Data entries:

┌──

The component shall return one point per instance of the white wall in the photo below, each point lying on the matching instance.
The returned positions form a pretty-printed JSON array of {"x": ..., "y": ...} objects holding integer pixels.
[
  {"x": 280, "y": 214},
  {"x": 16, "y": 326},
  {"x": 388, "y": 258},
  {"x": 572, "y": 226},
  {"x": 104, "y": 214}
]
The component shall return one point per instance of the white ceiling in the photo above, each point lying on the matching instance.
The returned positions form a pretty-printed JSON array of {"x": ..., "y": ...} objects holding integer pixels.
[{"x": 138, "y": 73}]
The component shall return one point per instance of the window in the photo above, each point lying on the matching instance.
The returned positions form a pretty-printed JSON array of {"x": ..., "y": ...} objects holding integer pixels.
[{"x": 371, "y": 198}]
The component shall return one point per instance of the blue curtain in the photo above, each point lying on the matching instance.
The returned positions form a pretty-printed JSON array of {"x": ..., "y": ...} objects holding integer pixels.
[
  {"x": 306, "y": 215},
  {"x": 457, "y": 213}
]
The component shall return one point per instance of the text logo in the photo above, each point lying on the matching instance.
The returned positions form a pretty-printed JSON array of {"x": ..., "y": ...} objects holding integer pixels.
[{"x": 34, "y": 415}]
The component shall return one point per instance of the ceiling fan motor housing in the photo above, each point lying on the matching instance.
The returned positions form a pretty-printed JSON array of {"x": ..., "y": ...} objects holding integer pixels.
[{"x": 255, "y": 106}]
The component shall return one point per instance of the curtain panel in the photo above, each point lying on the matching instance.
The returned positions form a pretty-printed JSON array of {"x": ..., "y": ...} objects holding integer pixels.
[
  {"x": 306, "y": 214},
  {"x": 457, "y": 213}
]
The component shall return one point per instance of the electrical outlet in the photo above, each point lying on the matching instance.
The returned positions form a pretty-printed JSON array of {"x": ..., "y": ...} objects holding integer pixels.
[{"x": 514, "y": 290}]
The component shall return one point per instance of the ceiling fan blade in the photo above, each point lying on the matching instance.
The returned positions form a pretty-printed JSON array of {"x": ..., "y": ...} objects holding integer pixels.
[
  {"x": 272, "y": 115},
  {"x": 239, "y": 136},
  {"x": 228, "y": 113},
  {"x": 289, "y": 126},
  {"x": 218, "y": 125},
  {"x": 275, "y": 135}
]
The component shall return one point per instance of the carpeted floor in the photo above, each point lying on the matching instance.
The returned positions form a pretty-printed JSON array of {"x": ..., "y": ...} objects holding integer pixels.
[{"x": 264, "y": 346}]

└──

## Requirement
Transcribe each of the rows above verbatim, reproducing every line without alteration.

## Task output
The component shall return one point per instance of the white wall in the photo below, each point lying on the matching instance.
The returned positions form a pretty-printed JSON array of {"x": ..., "y": ...} objects holding integer pixels.
[
  {"x": 280, "y": 214},
  {"x": 16, "y": 326},
  {"x": 388, "y": 258},
  {"x": 572, "y": 226},
  {"x": 104, "y": 214}
]
The component shall return one point per instance of the white ceiling in the photo above, each point lying on the matching instance.
The returned positions form a pretty-printed JSON array of {"x": ..., "y": ...} objects holding integer pixels.
[{"x": 138, "y": 73}]
The component shall return one point per instance of the window in the photo above, each point lying on the matching instance.
The returned positions form a pretty-printed JSON array of {"x": ..., "y": ...} objects holding integer pixels.
[{"x": 371, "y": 198}]
The component shall return one point per instance of the blue curtain in the photo above, each point lying on the matching instance.
The returned positions form a pretty-printed JSON array of {"x": ..., "y": ...} objects holding integer pixels.
[
  {"x": 306, "y": 215},
  {"x": 457, "y": 213}
]
The component shall return one point per instance of the text logo in the photo above, each point lying on the matching instance.
The returned positions form a pretty-printed JSON array of {"x": ..., "y": ...} objects holding integer pixels.
[{"x": 34, "y": 415}]
The component shall return one point per instance of the ceiling fan motor housing in the photo above, each point lying on the matching instance.
The returned positions form a pretty-printed JSON array of {"x": ..., "y": ...} objects holding integer pixels.
[{"x": 255, "y": 106}]
The component shall return one point per instance of the curtain panel in the photo above, each point lying on the matching instance.
The returned positions form a pretty-printed JSON array of {"x": ..., "y": ...} objects holding integer pixels.
[
  {"x": 306, "y": 214},
  {"x": 457, "y": 213}
]
The component shall return one point per instance of the electrical outlet in the photo above, each point lying on the matching instance.
The returned positions form a pretty-printed JSON array of {"x": ..., "y": ...} objects holding integer pixels.
[{"x": 514, "y": 290}]
The component shall return one point per instance of the ceiling fan blade in the photo above, each point lying on the matching instance.
The returned positions form a pretty-printed JSON array of {"x": ..., "y": ...} objects holding integer pixels.
[
  {"x": 272, "y": 115},
  {"x": 239, "y": 136},
  {"x": 228, "y": 113},
  {"x": 289, "y": 126},
  {"x": 218, "y": 125},
  {"x": 275, "y": 135}
]
The component shall return one point per instance of the carpeted floor in the photo above, each point lying on the matching instance.
The returned positions form a pretty-printed JSON array of {"x": ..., "y": ...} objects holding integer pixels.
[{"x": 264, "y": 346}]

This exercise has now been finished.